Task objective: With the pictures left out, copy the records below exactly from the first line down to the line holding "positive clicks: (611, 397)", and include that line.

** Opening Dataset records block **

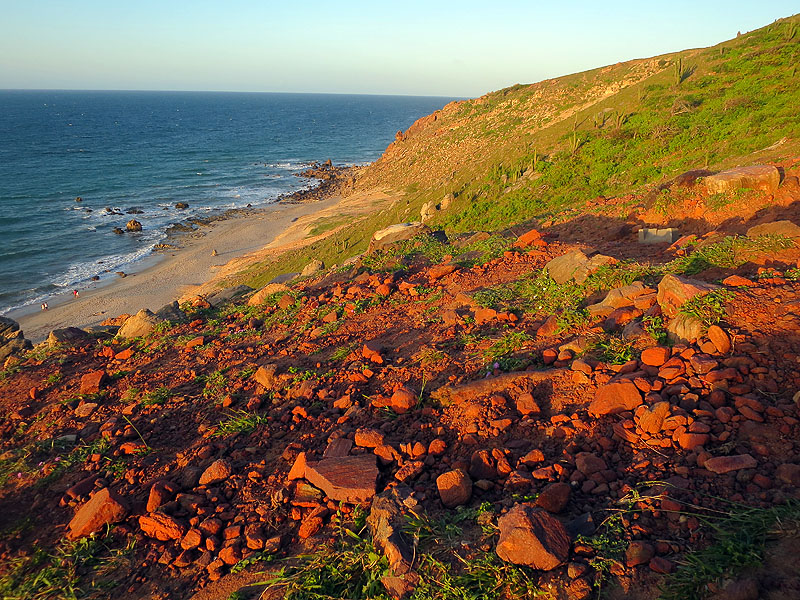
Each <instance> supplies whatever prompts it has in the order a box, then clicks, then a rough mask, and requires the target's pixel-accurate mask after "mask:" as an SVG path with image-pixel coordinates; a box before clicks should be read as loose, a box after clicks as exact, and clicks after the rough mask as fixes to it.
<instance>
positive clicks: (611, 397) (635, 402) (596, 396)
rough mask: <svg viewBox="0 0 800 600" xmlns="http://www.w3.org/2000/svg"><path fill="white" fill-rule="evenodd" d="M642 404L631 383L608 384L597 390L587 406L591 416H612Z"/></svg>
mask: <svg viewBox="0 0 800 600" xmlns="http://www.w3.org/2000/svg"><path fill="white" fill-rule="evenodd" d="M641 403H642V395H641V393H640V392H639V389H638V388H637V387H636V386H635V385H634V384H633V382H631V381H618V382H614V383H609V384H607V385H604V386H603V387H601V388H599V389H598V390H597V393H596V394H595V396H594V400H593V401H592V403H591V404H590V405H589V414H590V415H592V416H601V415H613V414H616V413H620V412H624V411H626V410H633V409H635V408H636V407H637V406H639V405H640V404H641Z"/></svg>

** Closing Dataset records block **

Result of this task:
Each <instance> supplies whatever prompts it has in the order a box, then clicks, then a rough mask, and requires the target's pixel-accurate mask after "mask:" as an SVG path with image-pixel coordinates; a box before clicks should be read as loose, a box after clicks as exact, and clicks after the rough mask as fixes to it.
<instance>
positive clicks: (611, 397) (635, 402) (596, 396)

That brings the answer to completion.